-- QUOTED TEXT --
════════

# Most over-quoted movie by gamers.



## Dark Jezter (Feb 10, 2005)

Self-explanitory.  Which of these two gamer favorites gets quoted the most?


----------



## Green Knight (Feb 10, 2005)

> Self-explanitory. Which of these two gamer favorites gets quoted the most?




I think you're missing a sentence.


----------



## Ankh-Morpork Guard (Feb 10, 2005)

Green Knight said:
			
		

> I think you're missing a sentence.



 Nope, its in the poll.  And its definitely Monty Python.


----------



## Desdichado (Feb 10, 2005)

Neither are over-quoted in my neck of the woods.


----------



## mojo1701 (Feb 10, 2005)

http://www.bash.org/?1119


----------



## Presto2112 (Feb 10, 2005)

Movie?  Definitely Python.  However, there are more SImpsons quotes bandied about our game table than should be natural for a gaming group.


----------



## Crothian (Feb 10, 2005)

None of those are over quoted around these aprts.... heck, no movie is over quoted with me and my groups.


----------



## Silver Moon (Feb 10, 2005)

"Blues Brothers" gets quoted alot in our game.     "Monty Python" gets quoted alot too, but more the episode than the "Holy Grail" film.    We've also had the occassional "Blazing Saddles" quote since I started our western campaign.  "Seinfeld" episodes get quoted alot too these days.


----------



## Mercule (Feb 10, 2005)

Hmm...  I voted "Princess Bride", because that one gets quoted more by my group.  On reflection, though, I don't think the most *over*quoted quoted movie would be Python.  Princess Bride, while quoted more, doesn't get old as fast.


----------



## Desdichado (Feb 10, 2005)

Crothian said:
			
		

> None of those are over quoted around these aprts.... heck, no movie is over quoted with me and my groups.

════════

-- GIVEN INFORMATION --
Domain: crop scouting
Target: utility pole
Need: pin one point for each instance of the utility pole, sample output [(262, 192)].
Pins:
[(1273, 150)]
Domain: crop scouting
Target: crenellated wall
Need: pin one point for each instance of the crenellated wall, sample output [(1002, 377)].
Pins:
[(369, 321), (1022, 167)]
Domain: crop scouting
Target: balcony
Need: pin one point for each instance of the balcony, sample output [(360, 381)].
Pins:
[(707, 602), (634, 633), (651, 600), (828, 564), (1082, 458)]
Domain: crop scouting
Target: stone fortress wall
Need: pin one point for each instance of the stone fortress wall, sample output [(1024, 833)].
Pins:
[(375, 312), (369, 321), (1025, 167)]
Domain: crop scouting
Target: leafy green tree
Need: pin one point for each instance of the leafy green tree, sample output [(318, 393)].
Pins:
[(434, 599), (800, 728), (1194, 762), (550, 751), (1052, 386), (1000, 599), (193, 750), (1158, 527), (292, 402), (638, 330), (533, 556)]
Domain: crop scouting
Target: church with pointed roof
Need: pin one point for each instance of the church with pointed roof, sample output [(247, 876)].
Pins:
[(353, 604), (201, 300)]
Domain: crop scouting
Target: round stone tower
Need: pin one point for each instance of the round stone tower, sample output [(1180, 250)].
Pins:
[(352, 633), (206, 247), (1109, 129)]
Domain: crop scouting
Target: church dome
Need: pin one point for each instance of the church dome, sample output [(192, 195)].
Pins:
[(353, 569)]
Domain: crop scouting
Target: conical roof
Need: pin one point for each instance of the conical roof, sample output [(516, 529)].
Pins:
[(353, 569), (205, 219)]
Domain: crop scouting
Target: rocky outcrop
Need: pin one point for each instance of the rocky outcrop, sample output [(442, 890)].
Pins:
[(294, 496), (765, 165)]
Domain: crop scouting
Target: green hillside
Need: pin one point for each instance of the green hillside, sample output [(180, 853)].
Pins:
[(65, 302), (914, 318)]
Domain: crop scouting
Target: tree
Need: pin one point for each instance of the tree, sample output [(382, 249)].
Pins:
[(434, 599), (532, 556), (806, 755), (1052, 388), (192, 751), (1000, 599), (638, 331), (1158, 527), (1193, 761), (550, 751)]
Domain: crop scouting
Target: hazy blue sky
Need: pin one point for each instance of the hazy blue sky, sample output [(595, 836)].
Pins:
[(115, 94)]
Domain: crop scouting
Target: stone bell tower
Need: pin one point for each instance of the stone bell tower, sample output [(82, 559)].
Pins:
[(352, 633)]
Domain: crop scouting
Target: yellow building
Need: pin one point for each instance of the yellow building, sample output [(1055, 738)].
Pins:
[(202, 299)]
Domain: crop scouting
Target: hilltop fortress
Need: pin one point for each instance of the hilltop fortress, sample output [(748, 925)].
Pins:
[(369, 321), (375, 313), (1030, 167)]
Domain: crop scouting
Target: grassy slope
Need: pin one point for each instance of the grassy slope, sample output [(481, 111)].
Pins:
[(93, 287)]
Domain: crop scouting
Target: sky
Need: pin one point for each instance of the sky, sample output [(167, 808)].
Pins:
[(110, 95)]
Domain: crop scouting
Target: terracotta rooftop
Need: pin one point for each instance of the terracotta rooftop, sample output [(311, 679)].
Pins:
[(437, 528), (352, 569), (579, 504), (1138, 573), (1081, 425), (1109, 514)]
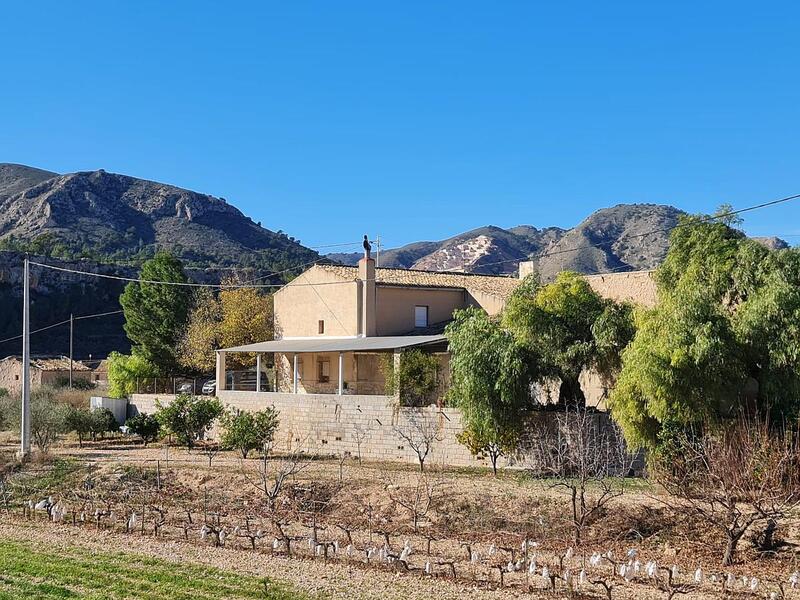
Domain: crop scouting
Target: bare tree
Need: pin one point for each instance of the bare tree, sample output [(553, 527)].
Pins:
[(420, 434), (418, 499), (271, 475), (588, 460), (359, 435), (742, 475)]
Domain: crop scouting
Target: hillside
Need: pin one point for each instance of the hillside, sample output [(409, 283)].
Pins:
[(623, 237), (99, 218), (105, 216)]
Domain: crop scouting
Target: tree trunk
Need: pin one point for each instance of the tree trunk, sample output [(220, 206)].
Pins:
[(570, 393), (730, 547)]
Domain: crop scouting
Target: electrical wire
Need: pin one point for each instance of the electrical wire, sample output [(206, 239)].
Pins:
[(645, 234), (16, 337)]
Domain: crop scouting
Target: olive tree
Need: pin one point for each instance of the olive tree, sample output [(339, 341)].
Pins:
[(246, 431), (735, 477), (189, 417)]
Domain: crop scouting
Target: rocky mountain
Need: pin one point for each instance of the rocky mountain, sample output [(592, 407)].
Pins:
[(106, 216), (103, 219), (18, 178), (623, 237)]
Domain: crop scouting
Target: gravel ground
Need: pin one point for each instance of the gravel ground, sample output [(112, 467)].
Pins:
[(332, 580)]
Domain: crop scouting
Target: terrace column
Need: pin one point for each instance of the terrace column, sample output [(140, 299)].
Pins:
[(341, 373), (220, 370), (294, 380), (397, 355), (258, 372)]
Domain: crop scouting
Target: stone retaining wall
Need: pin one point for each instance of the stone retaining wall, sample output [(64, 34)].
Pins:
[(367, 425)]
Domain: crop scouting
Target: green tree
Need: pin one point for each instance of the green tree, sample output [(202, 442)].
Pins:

════════

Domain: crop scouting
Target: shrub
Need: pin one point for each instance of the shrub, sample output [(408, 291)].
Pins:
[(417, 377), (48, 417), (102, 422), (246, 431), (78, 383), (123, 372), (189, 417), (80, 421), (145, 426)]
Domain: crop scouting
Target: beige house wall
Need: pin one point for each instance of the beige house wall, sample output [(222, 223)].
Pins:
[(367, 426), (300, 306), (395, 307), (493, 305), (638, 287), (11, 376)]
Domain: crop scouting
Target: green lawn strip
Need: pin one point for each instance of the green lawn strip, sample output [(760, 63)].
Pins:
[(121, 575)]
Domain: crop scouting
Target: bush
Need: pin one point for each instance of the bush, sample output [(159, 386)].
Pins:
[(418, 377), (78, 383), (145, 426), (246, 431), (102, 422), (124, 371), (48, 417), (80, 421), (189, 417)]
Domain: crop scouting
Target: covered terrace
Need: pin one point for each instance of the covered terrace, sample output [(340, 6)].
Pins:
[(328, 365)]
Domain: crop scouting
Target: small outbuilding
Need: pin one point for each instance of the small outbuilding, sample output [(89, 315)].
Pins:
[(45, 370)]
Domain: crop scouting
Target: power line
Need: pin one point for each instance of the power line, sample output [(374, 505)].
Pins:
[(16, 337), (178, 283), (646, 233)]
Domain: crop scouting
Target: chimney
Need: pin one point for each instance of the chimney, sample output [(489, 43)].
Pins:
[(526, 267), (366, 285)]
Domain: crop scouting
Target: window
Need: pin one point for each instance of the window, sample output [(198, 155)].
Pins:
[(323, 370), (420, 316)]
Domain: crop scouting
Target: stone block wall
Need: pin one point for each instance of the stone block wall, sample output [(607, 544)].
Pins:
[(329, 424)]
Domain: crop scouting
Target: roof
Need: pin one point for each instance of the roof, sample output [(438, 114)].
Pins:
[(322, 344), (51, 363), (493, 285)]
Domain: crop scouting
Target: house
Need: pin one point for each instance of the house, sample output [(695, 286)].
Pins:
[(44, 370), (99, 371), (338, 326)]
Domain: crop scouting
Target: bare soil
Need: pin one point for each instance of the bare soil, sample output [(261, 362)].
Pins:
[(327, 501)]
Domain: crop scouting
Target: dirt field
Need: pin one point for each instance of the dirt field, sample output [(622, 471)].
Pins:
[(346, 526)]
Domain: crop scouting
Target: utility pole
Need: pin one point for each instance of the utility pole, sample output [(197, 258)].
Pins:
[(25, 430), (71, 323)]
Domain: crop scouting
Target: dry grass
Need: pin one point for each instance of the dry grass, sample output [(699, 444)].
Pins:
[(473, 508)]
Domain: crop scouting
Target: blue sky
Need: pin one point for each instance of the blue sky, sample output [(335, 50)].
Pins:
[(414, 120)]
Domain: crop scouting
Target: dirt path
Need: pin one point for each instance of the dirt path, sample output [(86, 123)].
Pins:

════════

-- TASK GOAL --
Rewrite the passage of the forum thread on over-quoted movies starting with "## Crothian (Feb" and going on through "too these days.", replacing "Blues Brothers" with "Ghostbusters".

-- WRITTEN SOLUTION --
## Crothian (Feb 10, 2005)

None of those are over quoted around these aprts.... heck, no movie is over quoted with me and my groups.


----------



## Silver Moon (Feb 10, 2005)

"Ghostbusters" gets quoted alot in our game.     "Monty Python" gets quoted alot too, but more the episode than the "Holy Grail" film.    We've also had the occassional "Blazing Saddles" quote since I started our western campaign.  "Seinfeld" episodes get quoted alot too these days.